- The task
Transcribe every line of the records below verbatim, leaving out the pictures.

#### Material to process

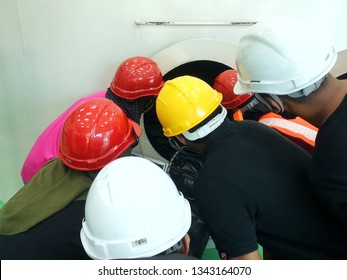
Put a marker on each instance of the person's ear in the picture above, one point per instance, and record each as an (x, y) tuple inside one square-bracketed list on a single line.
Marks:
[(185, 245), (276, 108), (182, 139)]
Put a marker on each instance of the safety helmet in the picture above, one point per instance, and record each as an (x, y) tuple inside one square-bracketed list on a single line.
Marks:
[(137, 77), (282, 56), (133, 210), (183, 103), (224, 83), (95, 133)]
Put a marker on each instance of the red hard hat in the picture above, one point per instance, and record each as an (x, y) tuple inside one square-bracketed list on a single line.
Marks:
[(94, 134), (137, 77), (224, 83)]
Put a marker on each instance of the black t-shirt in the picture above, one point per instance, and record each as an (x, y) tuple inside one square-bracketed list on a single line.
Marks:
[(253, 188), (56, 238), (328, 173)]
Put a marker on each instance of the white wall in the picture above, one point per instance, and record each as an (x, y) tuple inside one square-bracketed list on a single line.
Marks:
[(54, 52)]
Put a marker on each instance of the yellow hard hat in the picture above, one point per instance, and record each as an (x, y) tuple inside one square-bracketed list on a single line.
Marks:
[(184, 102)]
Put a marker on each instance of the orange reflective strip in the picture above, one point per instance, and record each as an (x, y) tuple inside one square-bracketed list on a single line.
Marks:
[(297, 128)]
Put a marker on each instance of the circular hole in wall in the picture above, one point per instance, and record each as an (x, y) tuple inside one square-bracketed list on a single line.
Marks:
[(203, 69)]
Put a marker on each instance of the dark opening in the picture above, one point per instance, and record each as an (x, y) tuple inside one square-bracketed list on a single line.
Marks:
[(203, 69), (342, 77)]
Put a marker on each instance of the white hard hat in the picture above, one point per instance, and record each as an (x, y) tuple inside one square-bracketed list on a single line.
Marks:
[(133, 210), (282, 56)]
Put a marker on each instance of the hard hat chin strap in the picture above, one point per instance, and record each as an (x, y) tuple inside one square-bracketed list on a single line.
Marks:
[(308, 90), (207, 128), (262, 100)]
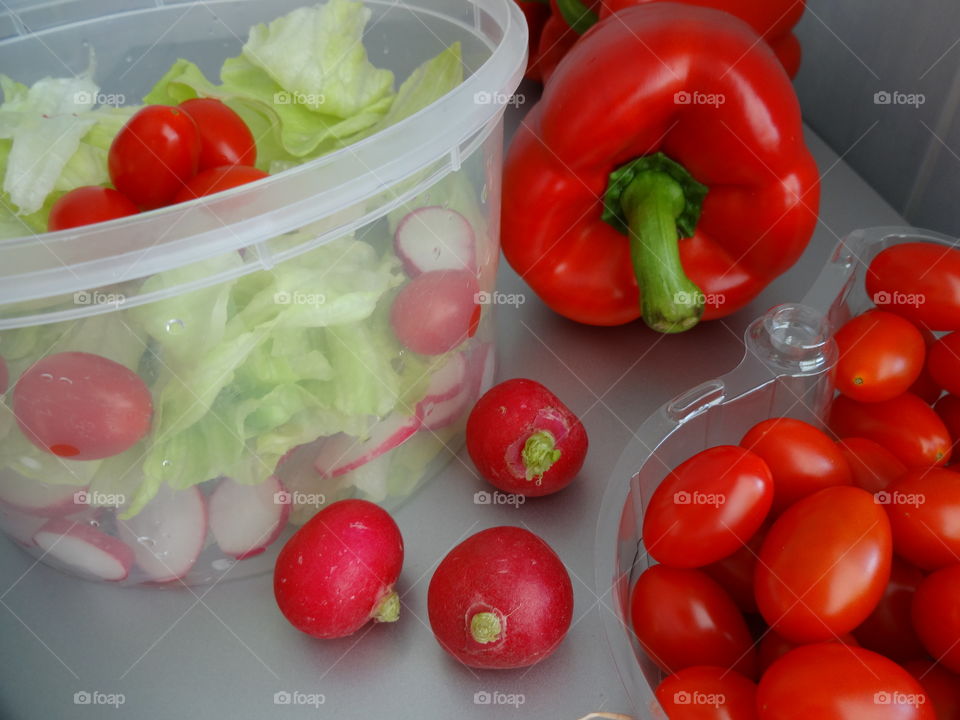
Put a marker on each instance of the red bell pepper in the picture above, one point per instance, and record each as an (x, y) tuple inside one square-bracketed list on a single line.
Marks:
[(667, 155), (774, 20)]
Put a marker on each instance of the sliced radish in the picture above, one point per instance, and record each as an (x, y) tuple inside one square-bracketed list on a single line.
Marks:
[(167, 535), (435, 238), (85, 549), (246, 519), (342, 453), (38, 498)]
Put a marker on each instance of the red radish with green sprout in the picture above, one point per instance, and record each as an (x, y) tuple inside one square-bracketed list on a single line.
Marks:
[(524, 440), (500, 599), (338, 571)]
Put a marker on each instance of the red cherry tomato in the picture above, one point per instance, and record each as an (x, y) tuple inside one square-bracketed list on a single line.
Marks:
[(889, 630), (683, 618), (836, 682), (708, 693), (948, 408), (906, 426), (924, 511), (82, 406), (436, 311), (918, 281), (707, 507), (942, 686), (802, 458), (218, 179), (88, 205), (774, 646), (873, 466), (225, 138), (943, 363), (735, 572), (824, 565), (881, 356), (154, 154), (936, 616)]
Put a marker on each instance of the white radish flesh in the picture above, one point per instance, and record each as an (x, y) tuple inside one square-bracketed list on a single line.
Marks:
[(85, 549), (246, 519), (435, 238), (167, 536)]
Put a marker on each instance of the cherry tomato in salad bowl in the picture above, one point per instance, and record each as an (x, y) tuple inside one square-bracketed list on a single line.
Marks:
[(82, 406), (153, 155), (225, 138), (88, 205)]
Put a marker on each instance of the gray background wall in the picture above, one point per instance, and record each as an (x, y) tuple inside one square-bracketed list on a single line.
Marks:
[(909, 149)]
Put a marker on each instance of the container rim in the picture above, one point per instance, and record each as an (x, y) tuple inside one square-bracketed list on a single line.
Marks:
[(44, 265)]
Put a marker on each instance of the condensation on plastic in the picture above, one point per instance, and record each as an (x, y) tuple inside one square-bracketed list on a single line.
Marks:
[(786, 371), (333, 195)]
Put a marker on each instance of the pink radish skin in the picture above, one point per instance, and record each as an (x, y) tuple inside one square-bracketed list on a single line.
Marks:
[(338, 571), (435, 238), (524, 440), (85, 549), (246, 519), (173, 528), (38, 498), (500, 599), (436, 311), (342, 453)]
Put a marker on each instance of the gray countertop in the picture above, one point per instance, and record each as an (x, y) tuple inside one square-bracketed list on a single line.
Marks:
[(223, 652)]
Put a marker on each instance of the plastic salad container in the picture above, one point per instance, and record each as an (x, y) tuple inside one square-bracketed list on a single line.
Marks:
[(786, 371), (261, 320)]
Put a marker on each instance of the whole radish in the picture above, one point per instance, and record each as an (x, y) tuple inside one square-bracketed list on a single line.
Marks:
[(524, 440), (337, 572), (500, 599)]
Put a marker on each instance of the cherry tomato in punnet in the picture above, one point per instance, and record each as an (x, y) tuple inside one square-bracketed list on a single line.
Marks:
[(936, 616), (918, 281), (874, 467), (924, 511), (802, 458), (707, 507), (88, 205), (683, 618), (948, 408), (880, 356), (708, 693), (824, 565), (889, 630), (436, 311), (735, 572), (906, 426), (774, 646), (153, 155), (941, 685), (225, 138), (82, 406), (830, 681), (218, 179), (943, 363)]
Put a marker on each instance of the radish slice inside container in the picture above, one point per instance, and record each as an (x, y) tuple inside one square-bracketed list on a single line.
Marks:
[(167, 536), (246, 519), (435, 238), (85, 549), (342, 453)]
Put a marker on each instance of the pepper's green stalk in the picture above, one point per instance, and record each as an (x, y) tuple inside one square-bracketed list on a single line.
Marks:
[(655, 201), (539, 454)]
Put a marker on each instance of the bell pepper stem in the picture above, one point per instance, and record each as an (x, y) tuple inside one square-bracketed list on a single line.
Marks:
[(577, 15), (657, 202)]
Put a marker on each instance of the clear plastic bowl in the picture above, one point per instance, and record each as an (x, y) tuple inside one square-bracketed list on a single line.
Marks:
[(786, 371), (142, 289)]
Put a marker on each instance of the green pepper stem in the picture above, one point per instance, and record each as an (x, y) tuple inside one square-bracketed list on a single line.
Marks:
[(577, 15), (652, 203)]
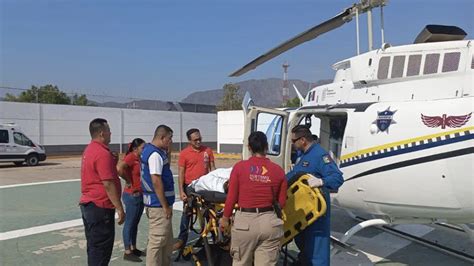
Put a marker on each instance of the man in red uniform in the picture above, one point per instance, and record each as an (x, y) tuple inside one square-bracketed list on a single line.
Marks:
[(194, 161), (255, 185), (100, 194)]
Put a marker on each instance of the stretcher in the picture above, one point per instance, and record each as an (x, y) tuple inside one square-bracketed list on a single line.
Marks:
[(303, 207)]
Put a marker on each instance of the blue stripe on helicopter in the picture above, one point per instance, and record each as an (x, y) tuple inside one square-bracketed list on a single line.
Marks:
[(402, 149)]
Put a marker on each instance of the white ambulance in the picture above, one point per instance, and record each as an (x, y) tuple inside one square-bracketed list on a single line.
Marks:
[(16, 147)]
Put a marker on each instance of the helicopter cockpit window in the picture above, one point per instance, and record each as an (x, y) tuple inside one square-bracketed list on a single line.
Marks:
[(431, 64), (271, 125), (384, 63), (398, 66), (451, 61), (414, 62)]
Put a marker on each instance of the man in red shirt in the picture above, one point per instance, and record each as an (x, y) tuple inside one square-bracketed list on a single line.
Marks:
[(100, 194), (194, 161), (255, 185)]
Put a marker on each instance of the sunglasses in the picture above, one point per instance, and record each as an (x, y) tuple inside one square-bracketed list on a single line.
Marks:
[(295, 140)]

########

- Result of this exercise
Put a marker on each instance of the person's ear in the picture above, one point per instance, and record each as an (x, y) tuple inside one square-bracketed list on a single line.
Marks:
[(185, 245), (276, 108), (182, 139)]
Put a marker on each instance of the safety helmet in the picture above, one point per instance, and record each as an (x, y) tuple inside one square-bracketed list on a single line.
Marks:
[(137, 77), (282, 56), (133, 210), (183, 103), (224, 83), (95, 133)]
Put a marker on each instance of the red hard hat in the picture above, one point per instance, and record each as an (x, y) tuple inside one square-bracketed list on a single line.
Marks:
[(94, 134), (137, 77), (224, 83)]
Put a marker on each instance of the black t-shirt in the picture above, one point per instance, and record each as an (x, y) tuple inside one square-bracketed list on a single line.
Marks:
[(253, 188), (56, 238), (328, 173)]
Put a marker on each instance of the white wall in the picture above, one point per instance, and record each as an (x, y) tuple inside one square-bracketed list on a single line.
Marks:
[(54, 52)]
Put a marker on each instance of the yellow hard hat in the picture above, one point per instance, and record each as an (x, y) tuple inside one square-bracketed list on a single line.
Marks:
[(184, 102)]
Put a marker on each instance of the orange reflective strip in the picture above, one point per instance, and record each as an (x, y) tuple inside one square-bracketed list on a single line.
Marks:
[(297, 128)]
Put a marker on each instance of the circular hole in wall in the picture above, one point per instance, and record each as an (x, y) tuple inside one square-bracketed list on a single line.
Marks:
[(203, 69)]
Put a marker on each instance of the dark opening in the picture above, one point per instance, and record each as an (x, y) tuple inside one square-bracketed list on a single line.
Marks:
[(203, 69), (342, 77)]
Put a marker on each instance of the white hard hat in the picture above, one point per instance, and record each as an (x, y) tuple inside one square-bracketed list on a single line.
Marks:
[(133, 210), (282, 56)]
Put a marker on each instance of the hard hat chin strap in the picture above, one point per instance, and record each as an (x, y) tuple inside one square-bracketed list on a single line.
Marks:
[(308, 90), (207, 128), (262, 100)]
Put a marker on each instance of the red bell pepper in the picture above, one point per instance, and record each as an (x, y) tuple inside one square-bracketed list on a single line.
Marks:
[(667, 155), (774, 20)]
Put a marker on each instance of the sliced radish in the picture above, one point per instance, and record each as an (x, y) tuple inside one square-bracketed list on a single line.
Marks:
[(167, 535), (435, 238), (85, 549), (246, 519), (342, 453), (38, 498)]
Put a marker on each instance of the red radish with green sprout in the picture above, one point per instance, and record each as an (x, y) tuple inside one square-bracketed list on a single line.
Marks:
[(524, 440), (500, 599), (338, 571)]
Put a marker on each instance of the red cherry tomato in the picture above, one point per instance, and record each as an (x, y) tuple inside one square-bracketed list on a single line.
Marks:
[(889, 630), (683, 618), (836, 682), (708, 693), (948, 408), (906, 426), (924, 511), (82, 406), (436, 311), (918, 281), (707, 507), (942, 686), (802, 458), (218, 179), (88, 205), (774, 646), (873, 466), (225, 138), (943, 363), (735, 572), (824, 565), (881, 356), (154, 154), (936, 616)]
Put a marker on each instance of the white radish flesh in the picture above, one point per instance, and record each as an (x, y) tuple inside one square-bracketed list on a single line.
Marks:
[(85, 549), (246, 519), (435, 238), (167, 536)]
Put a marker on each instance of the cherry tomato in salad bowl in the picture above, one point per instance, and record each as an (x, y) tuple inside one square-bracketed list on a single line.
Marks:
[(82, 406), (153, 155), (225, 138), (88, 205)]
Put a marker on each instance of the gray background wall in the picture above, one point per instance, and record each as an (x, y) tuple inside one square-bracketed list on a single line.
Marks:
[(909, 149)]
Put a marker on each instance of the container rim in the picture above, one point per instance, and record each as an (x, y) tuple inside one square-bracketed list on a single line.
Marks:
[(44, 265)]
Put a marker on each instance of the condensation on plastic in the picture above, one point per instance, and record each as an (x, y) tuple inside one square-bracketed list on a single line.
Marks:
[(786, 371), (333, 195)]
Put a marker on each instance of the pink radish skin in the picture above, one point per instance, and record each as an (x, y) tuple inside one square-bracketed list on a single line.
Marks:
[(338, 571), (435, 238), (524, 440), (85, 549), (246, 519), (173, 528), (38, 498), (500, 599), (436, 311), (342, 453)]
Put a marker on each instance of the gray countertop in the picture above, one point per instance, and record each as an (x, y) tuple inside one square-bracketed list on a single line.
Marks:
[(223, 652)]
Put a marker on each instance of the plastic salad container in the picture above, one point per instance, and record each as an (x, y) tuple inside one square-bracketed list on a single line.
Marks:
[(786, 371), (261, 320)]
Put a marker on each instance of the whole radish in the picture above, one point per instance, and record each as an (x, y) tuple inside one square-bracketed list on a single line.
Marks:
[(524, 440), (337, 572), (500, 599)]
Put a marker on each instance of the cherry tomato in punnet in the picture above, one point per instance, and record each as an (x, y) tuple inside one square-bracketed list on a single line.
Marks:
[(936, 616), (918, 281), (874, 467), (924, 511), (802, 458), (707, 507), (88, 205), (683, 618), (948, 408), (880, 356), (708, 693), (824, 565), (889, 630), (436, 311), (735, 572), (906, 426), (774, 646), (153, 155), (941, 685), (225, 138), (82, 406), (830, 681), (218, 179), (943, 363)]
Put a marker on each instance of the radish slice inside container in the picture above, one point per instance, and record each as an (x, y) tuple inside one square-bracketed list on a single line.
Marks:
[(167, 536), (246, 519), (435, 238), (85, 549), (342, 453)]
Put a marker on each instance of the pepper's green stalk in the picture above, one point per instance, and record each as an (x, y) tuple inside one square-bracketed list on a single line.
Marks:
[(655, 201), (539, 454)]
Put a marker on each instance of the bell pepper stem in the picture above, one point per instance, and record each as an (x, y) tuple inside one square-bracketed list on a single line.
Marks:
[(577, 15), (657, 202)]
Put a marker on each instance of the clear plastic bowl in the picture above, one point per instance, and record each as an (x, y) tuple inside one square-bracketed list on a single line.
Marks:
[(786, 371), (142, 289)]
Put a marker on each instance of the green pepper stem in the picture above, one point per instance, and record each as an (x, y) tuple inside one square-bracketed list on a single line.
Marks:
[(577, 15), (652, 203)]
Put a marker on each instance of the man in red uniform in the picture above, one point per instance, and record each as an (x, y) tuple inside one square-bracketed list on a single line.
Marks:
[(194, 161), (255, 185), (100, 194)]
Put a marker on each instance of the stretcher in the picture above, one point per instance, and record each as an (x, y) tuple inside one square-bracketed list on a single line.
Marks:
[(303, 207)]
Put a marker on each instance of the blue stripe on helicopter in the picture above, one point per instance, and record each as an (x, y) tuple inside one square-bracketed list on a single line.
Marks:
[(402, 149)]
Put a marker on each instance of the white ambulance in the picture above, one point per instance, and record each as an (x, y) tuple inside one square-bracketed list on a single line.
Marks:
[(16, 147)]
Put a marker on each instance of the helicopter cockpit window in the picture above, one point per instance, and record each as an (x, y) tuple inside one square-bracketed list on a single line.
Marks:
[(431, 64), (271, 125), (384, 63), (398, 66), (451, 61), (414, 62)]
Put a marker on each instance of the man in red shirt in the picture above, one point per instance, and record each as an (x, y) tuple inside one square-bracketed list on a single line.
Marks:
[(100, 194), (194, 161), (255, 185)]
Put a marker on each instance of the sunglasses in the picture above, one point per instance, and record each as an (x, y) tuple inside one square-bracketed list on a single line.
Marks:
[(295, 140)]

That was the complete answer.